─── TEXTE DE LECTURE ───

Charlie hebdo : 5 ans déjà …

Comment ? Comment dire l’indicible ? Comment expliquer, comment poser des mots pour traduire cette chape de plomb qui nous est tombée dessus mercredi 7 janvier 2015 en fin de matinée quand deux barbares armés de kalachnikov ont pénétré dans la rédaction de Charlie Hebdo pour en ressortir quelques minutes plus tard, laissant derrière eux 11 morts et, parce que la fête n’était pas finie, tuant comme un chien un fonctionnaire de police blessé sur un trottoir qui demandait grâce ! Images trop terribles à voir. Tout ça au nom d’un dieu qu’ils disent bon et miséricordieux … Ils étaient journalistes, policiers, simple visiteur, comme Michel, venu de Clermont-Ferrand, invité à suivre la conférence de rédaction, un autre était correcteur de presse. Le premier policier assassiné assurait la protection rapprochée de Charb, il avait 49 ans et se prénommait Franck. Le deuxième policier s’appelait Ahmed, il avait 42 ans et le correcteur de presse Mustapha. Il venait d’obtenir la nationalité française. Sur les réseaux sociaux, ses amis disent qu’il en était très fier. Frédéric lui, était employé de la Sodexo. Les autres étaient connus, très connus même, tant leurs dessins, leurs prises de position ont suscité de passion, de rigolades, de critiques aussi et pour finir, de haine : Charb, Cabu, Wolinski, Tignous, Honoré, Bernard Maris, la psychanalyste Elsa Cayat qui tenait dans l’hebdomadaire, une chronique bimensuelle.
En quelques minutes, ce que l’on croyait réservé à ces pays meurtris, que l’on croit si loin, où ce type d’événement terrifiant est quotidien, s’est abattu au plein cœur de Paris. Ce n’était pas des images de CNN avec son correspondant en direct live de Bagdad ou de Kaboul que l’on voyait en boucle sur les chaînes d’info françaises. Images auxquelles finalement on s’est habitué. Non, hier les images étaient en provenance de Paris, capitale de la France. Pas d’avion, pas de tours jumelles mais un effet terrible dont on ne mesure pas encore les conséquences.

─── DONNÉES ───

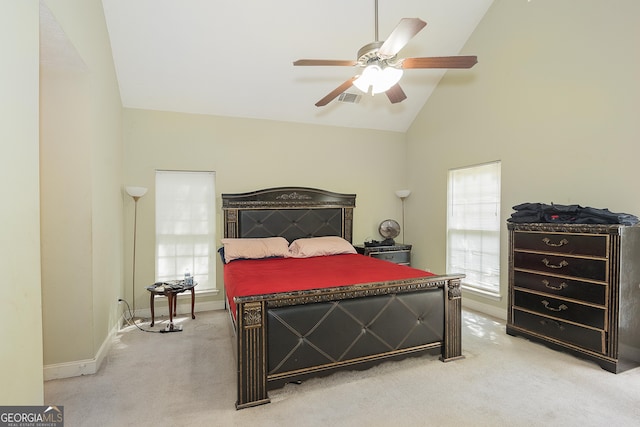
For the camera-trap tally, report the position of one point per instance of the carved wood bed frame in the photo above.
(425, 311)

───

* CONSIGNES DE TRAVAIL *
**1)** Relevez toutes les villes nommées dans le texte sur Charlie Hebdo.
**2)** Recopiez mot pour mot le passage du texte sur Charlie Hebdo qui s'ouvre sur les mots contenant "En quelques minutes, ce" et se ferme sur "encore les conséquences.".
**3)** Indiquez si chacune des affirmations suivantes s'accorde avec le texte sur Charlie Hebdo. Répondez par oui ou par non et citez les mots du texte qui le prouvent.
(a) Le premier policier assassiné avait 49 ans.
(b) Michel était correcteur de presse.
(c) Elsa Cayat tenait une chronique hebdomadaire.
Les lignes ne servent à rien pour ce travail.

* RÉPONSES AUX CONSIGNES *
**1)** Clermont-Ferrand, Paris, Bagdad et Kaboul.

**2)**
En quelques minutes, ce que l’on croyait réservé à ces pays meurtris, que l’on croit si loin, où ce type d’événement terrifiant est quotidien, s’est abattu au plein cœur de Paris. Ce n’était pas des images de CNN avec son correspondant en direct live de Bagdad ou de Kaboul que l’on voyait en boucle sur les chaînes d’info françaises. Images auxquelles finalement on s’est habitué. Non, hier les images étaient en provenance de Paris, capitale de la France. Pas d’avion, pas de tours jumelles mais un effet terrible dont on ne mesure pas encore les conséquences.

**3)**
(a) Oui : "il avait 49 ans et se prénommait Franck".
(b) Non : "comme Michel, venu de Clermont-Ferrand, invité à suivre la conférence de rédaction".
(c) Non : "une chronique bimensuelle".